_The problem_
Please rewrite the items from the start of the items through the line containing "133 L 5 132" as a two-column CSV with columns named instruction and response. Give one row per item, with each field in quotes and line breaks changed to spaces, and leave the pictures out.

═══

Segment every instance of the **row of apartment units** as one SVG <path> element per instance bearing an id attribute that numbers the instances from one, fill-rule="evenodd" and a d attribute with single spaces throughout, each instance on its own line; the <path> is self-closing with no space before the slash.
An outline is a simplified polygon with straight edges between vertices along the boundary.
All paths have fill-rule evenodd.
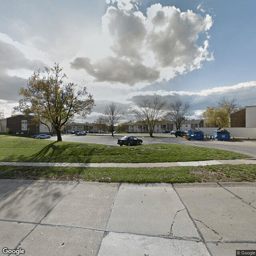
<path id="1" fill-rule="evenodd" d="M 0 133 L 5 132 L 7 128 L 10 132 L 31 133 L 49 132 L 45 125 L 36 126 L 32 116 L 26 116 L 17 115 L 3 119 L 0 122 Z M 186 120 L 182 126 L 181 130 L 185 131 L 194 128 L 205 127 L 203 120 Z M 256 106 L 246 106 L 230 115 L 231 127 L 256 127 Z M 116 130 L 117 128 L 115 130 Z M 62 132 L 70 133 L 73 131 L 98 132 L 100 126 L 94 123 L 75 123 L 67 124 Z M 173 122 L 162 121 L 157 123 L 154 132 L 162 132 L 164 131 L 170 132 L 176 130 Z M 128 122 L 125 126 L 127 132 L 147 132 L 147 127 L 138 122 Z"/>
<path id="2" fill-rule="evenodd" d="M 205 127 L 203 120 L 188 120 L 182 124 L 181 130 L 186 130 L 192 128 Z M 29 133 L 34 134 L 37 132 L 50 132 L 51 131 L 46 126 L 40 124 L 35 124 L 33 117 L 26 116 L 23 115 L 18 115 L 11 116 L 1 120 L 0 125 L 0 132 L 5 132 L 8 128 L 9 132 L 15 133 Z M 68 123 L 63 128 L 62 132 L 70 133 L 73 131 L 98 132 L 100 126 L 94 123 Z M 116 130 L 117 127 L 116 127 Z M 164 131 L 170 132 L 175 130 L 176 127 L 173 122 L 168 121 L 160 122 L 156 123 L 154 132 L 162 132 Z M 125 131 L 127 132 L 147 132 L 148 129 L 144 125 L 138 122 L 127 123 L 125 126 Z"/>
<path id="3" fill-rule="evenodd" d="M 180 129 L 186 131 L 194 128 L 205 127 L 205 124 L 203 120 L 186 120 L 181 126 Z M 154 132 L 162 132 L 167 131 L 170 132 L 176 127 L 173 122 L 168 121 L 159 122 L 156 123 Z M 142 124 L 138 122 L 129 122 L 126 124 L 125 131 L 127 132 L 147 132 L 148 128 Z"/>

═══

_Reply_
instruction,response
"Segment every instance of the **row of apartment units** as one SVG <path> element per instance bearing an id attribute that numbers the instances from one, fill-rule=""evenodd"" and a d attribute with single spaces throughout, each instance on its own line; the <path> is self-closing with no space before the slash. An outline is a simplified polygon with straight edges between vertices along the boundary. All paths have fill-rule evenodd.","<path id=""1"" fill-rule=""evenodd"" d=""M 0 133 L 5 132 L 7 128 L 10 132 L 31 133 L 49 132 L 45 125 L 36 126 L 32 116 L 26 116 L 17 115 L 3 119 L 0 122 Z M 186 120 L 182 126 L 181 130 L 185 131 L 194 128 L 205 127 L 203 120 Z M 256 106 L 246 106 L 230 115 L 231 127 L 256 127 Z M 116 130 L 117 128 L 115 130 Z M 62 132 L 70 133 L 73 131 L 98 132 L 100 126 L 94 123 L 75 123 L 67 124 Z M 173 122 L 162 121 L 157 123 L 154 132 L 162 132 L 164 131 L 170 132 L 176 130 Z M 128 122 L 125 126 L 127 132 L 147 132 L 147 127 L 138 122 Z""/>"